▸ PÁGINA:
◇ ◇ ◇ ◇ ◇ ◇ ◇

26/07/2015 08:12 - O Globo
Da janela do veículo leve sobre trilhos (VLT), um passeio pela história do Rio. Além de cumprirem sua função de transporte público, os bondes modernos levarão os passageiros às ruas pelas quais João do Rio se encantou, à Pequena África das heranças negras, a cenários retratados por Debret e a trajetos presentes nas crônicas de Machado de Assis. Uma viagem pelo tempo que começará em abril de 2016, da Rodoviária Novo Rio ao Aeroporto Santos Dumont, passando pela Avenida Rio Branco. Numa segunda fase, a partir de agosto do ano que vem, cruzará também da Central do Brasil à Praça Quinze. Já o trecho da Avenida Marechal Floriano, admite a prefeitura, não ficará pronto a tempo dos Jogos Olímpicos: a previsão é que só entre em operação em 2017.
As obras que abrirão caminho para o VLT já são executadas na
maior parte dos 28 quilômetros de percursos, com 35% dos trilhos instalados. Os
trechos mais adiantados estão ao longo da Via Binário e do futuro boulevard da
Avenida Rodrigues Alves, onde, ao sair das imediações da rodoviária, o
passageiro do bonde encontrará as primeiras construções históricas. Relíquias
como a Igreja de Nossa Senhora da Saúde, uma das mais antigas do Rio, fundada
por devotos de Nossa Senhora do Terço, por volta de 1750. Um pouco adiante,
aparecerão na paisagem prédios como o da Fábrica de Espetáculos do Teatro
Municipal (no antigo galpão da Paranapanema Metais), os velhos armazéns do
Porto e construções tombadas como a da antiga Imprensa Nacional (hoje sede da
Polícia Federal).

◇ ◇ ◇ ◇ ◇ ◇ ◇

▸ REGISTROS:
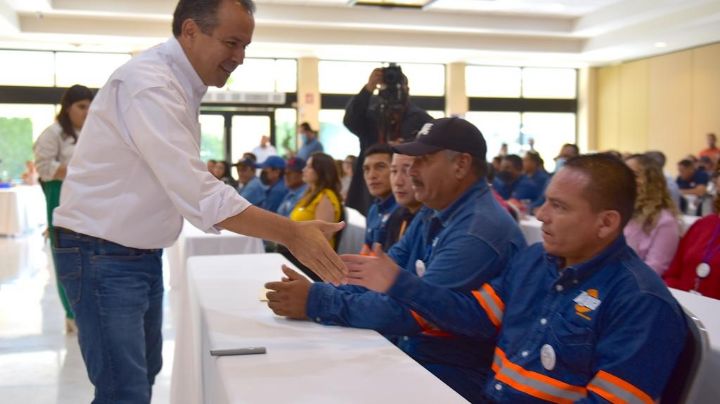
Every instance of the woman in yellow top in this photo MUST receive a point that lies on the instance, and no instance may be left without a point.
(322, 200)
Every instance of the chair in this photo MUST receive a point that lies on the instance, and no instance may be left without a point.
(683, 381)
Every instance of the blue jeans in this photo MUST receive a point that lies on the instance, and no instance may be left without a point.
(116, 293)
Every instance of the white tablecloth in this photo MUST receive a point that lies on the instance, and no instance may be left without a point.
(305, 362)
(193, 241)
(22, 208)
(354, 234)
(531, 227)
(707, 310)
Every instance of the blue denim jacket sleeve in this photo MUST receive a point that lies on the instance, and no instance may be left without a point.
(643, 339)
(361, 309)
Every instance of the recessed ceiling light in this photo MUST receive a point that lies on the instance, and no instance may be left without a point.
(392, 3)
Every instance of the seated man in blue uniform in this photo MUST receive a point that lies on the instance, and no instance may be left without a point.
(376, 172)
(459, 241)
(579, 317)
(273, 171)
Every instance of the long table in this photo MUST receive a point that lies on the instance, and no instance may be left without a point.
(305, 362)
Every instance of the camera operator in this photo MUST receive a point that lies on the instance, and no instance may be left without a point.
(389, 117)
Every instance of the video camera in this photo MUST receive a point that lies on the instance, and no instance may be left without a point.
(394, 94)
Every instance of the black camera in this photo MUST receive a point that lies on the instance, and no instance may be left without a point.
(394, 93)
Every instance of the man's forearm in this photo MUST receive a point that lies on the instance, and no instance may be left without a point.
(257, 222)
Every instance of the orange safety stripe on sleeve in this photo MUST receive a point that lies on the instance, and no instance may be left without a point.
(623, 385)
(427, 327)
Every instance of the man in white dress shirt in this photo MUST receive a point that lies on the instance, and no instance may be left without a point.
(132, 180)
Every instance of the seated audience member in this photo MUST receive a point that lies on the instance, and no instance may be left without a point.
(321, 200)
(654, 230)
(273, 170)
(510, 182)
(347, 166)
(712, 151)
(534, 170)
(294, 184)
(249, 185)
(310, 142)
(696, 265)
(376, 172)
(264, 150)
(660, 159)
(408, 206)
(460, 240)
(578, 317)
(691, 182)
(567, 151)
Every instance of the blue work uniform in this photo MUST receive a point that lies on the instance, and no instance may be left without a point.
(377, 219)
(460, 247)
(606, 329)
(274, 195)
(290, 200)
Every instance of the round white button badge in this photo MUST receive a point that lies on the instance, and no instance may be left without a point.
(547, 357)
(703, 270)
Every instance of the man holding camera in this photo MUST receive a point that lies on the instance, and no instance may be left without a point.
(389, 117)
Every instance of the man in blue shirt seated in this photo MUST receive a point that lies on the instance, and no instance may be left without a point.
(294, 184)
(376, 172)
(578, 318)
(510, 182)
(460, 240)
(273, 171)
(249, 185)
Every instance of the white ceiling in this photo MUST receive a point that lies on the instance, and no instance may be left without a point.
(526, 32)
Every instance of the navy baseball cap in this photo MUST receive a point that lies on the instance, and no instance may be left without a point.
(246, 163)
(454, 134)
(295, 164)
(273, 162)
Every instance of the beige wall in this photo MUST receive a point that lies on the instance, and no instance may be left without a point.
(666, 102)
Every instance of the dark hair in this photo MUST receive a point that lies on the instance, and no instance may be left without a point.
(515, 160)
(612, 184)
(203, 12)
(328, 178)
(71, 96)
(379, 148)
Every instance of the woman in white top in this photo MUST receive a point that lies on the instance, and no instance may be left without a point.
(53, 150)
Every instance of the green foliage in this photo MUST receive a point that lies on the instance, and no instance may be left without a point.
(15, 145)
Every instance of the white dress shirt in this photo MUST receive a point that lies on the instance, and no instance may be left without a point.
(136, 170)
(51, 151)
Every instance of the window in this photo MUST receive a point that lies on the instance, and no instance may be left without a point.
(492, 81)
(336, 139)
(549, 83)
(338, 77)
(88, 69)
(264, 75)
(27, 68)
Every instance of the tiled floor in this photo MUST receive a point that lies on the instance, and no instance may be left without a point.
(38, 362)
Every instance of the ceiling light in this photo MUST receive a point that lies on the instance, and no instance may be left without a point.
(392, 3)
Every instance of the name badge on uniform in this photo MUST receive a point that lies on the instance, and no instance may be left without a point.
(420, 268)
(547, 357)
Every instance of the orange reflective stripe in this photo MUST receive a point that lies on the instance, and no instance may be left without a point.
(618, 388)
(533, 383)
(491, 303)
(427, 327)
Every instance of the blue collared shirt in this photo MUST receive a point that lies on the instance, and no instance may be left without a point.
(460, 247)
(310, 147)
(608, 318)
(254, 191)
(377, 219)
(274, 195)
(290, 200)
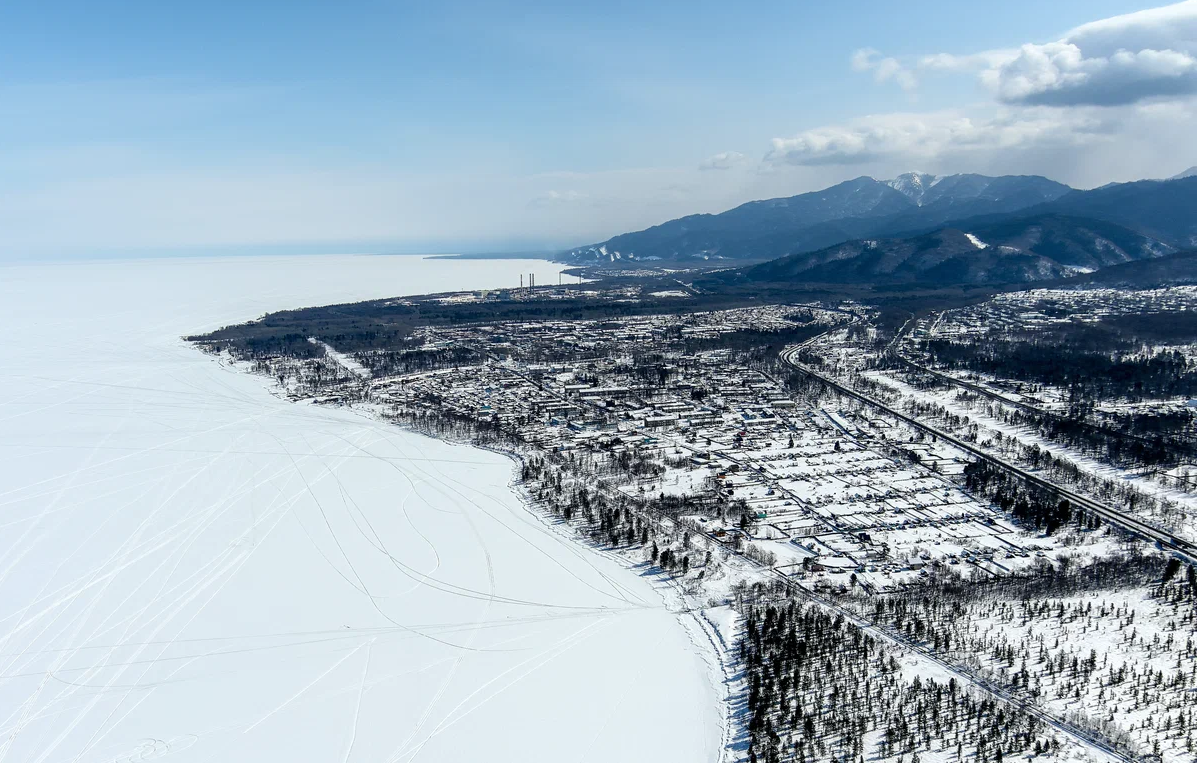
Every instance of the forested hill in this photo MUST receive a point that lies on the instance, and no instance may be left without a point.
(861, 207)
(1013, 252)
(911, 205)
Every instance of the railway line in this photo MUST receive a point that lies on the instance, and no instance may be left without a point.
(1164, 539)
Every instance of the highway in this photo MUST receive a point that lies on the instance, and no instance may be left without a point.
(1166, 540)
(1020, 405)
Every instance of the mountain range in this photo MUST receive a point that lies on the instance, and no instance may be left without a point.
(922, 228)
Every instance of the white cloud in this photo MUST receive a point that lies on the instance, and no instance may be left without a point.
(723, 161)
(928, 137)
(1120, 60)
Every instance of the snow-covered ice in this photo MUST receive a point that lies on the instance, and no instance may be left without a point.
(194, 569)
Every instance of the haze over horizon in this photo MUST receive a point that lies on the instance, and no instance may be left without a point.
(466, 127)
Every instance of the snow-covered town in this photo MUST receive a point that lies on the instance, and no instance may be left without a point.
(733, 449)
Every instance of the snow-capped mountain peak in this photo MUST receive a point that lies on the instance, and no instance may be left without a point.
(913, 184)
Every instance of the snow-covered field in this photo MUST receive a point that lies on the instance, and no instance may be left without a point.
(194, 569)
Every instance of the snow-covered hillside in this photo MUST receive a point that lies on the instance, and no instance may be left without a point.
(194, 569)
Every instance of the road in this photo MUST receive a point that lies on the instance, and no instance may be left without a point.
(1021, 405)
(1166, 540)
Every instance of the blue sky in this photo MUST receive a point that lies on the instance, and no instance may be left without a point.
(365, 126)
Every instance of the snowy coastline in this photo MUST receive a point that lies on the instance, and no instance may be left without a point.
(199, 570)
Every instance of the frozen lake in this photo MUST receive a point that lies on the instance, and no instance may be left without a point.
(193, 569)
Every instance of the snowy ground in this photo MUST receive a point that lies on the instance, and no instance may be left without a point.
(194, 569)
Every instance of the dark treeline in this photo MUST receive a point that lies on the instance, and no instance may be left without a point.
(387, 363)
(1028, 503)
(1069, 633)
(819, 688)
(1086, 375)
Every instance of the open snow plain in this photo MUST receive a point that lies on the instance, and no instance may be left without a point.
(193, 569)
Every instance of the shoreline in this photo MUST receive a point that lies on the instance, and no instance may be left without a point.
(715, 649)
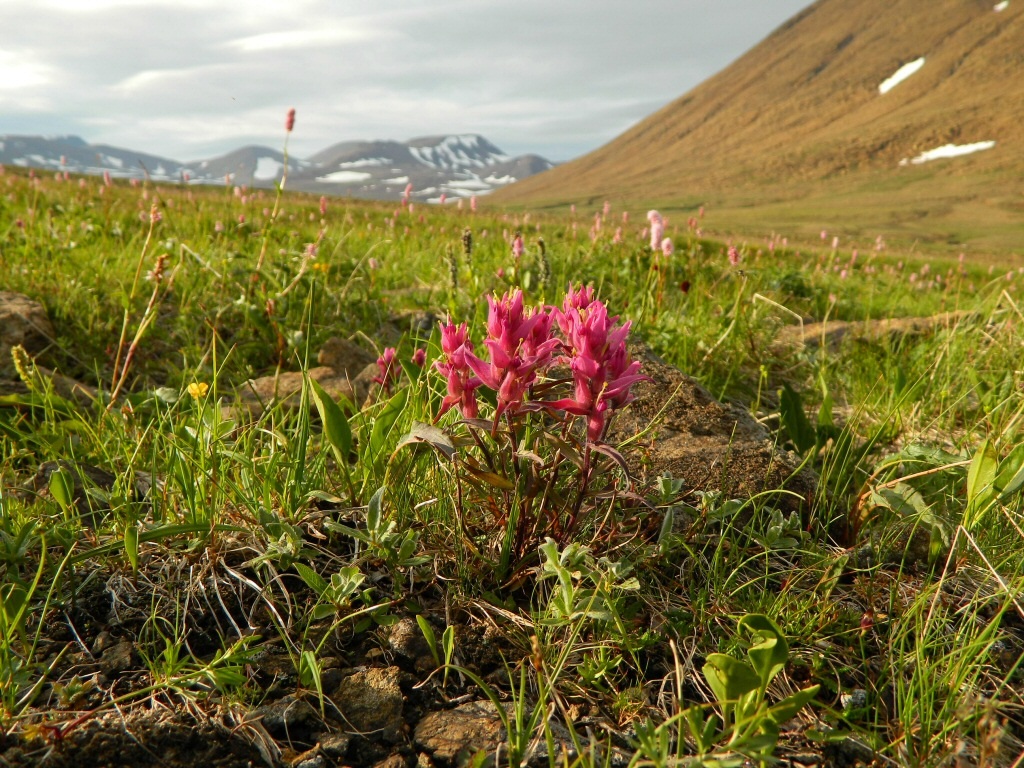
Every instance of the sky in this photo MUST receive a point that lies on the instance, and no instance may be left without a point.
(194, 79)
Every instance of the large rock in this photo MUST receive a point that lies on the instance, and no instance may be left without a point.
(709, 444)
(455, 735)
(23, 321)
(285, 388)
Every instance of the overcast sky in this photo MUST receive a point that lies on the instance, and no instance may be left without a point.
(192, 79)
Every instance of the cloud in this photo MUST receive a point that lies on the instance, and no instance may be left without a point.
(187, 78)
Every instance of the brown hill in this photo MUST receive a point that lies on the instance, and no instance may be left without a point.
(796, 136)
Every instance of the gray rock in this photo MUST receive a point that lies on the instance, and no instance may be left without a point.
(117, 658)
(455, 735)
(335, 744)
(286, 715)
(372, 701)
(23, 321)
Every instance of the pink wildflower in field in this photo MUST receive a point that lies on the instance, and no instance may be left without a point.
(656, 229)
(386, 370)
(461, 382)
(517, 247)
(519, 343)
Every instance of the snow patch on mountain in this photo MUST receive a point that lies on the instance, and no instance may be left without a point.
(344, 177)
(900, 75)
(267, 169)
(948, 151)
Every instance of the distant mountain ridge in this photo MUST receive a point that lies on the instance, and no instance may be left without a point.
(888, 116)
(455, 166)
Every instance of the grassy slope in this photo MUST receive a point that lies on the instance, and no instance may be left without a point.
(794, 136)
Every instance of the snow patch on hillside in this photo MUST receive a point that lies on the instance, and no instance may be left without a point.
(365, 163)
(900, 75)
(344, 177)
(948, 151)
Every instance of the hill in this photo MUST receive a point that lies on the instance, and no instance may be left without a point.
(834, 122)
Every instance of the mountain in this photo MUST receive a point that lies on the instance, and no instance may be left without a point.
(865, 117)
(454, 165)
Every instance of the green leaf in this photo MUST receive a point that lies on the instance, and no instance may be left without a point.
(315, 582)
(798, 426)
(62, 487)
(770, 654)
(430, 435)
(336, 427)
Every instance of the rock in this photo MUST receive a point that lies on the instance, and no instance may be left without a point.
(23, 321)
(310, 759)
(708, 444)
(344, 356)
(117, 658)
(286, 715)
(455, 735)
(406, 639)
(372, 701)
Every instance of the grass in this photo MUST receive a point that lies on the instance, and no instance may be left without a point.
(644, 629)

◇ ◇ ◇ ◇ ◇ ◇ ◇

▸ ATIVIDADES PROPOSTAS:
[A] Segundo o texto sobre o VLT do Rio, em que mês e ano começará a viagem entre a Rodoviária Novo Rio e o Aeroporto Santos Dumont?
[B] Transcreva, do texto sobre o VLT do Rio, o trecho que se inicia nas palavras "As obras que" e termina logo após "Polícia Federal).".

▸ SOLUÇÕES COMENTADAS:
[A] Em abril de 2016.

[B]
As obras que abrirão caminho para o VLT já são executadas na
maior parte dos 28 quilômetros de percursos, com 35% dos trilhos instalados. Os
trechos mais adiantados estão ao longo da Via Binário e do futuro boulevard da
Avenida Rodrigues Alves, onde, ao sair das imediações da rodoviária, o
passageiro do bonde encontrará as primeiras construções históricas. Relíquias
como a Igreja de Nossa Senhora da Saúde, uma das mais antigas do Rio, fundada
por devotos de Nossa Senhora do Terço, por volta de 1750. Um pouco adiante,
aparecerão na paisagem prédios como o da Fábrica de Espetáculos do Teatro
Municipal (no antigo galpão da Paranapanema Metais), os velhos armazéns do
Porto e construções tombadas como a da antiga Imprensa Nacional (hoje sede da
Polícia Federal).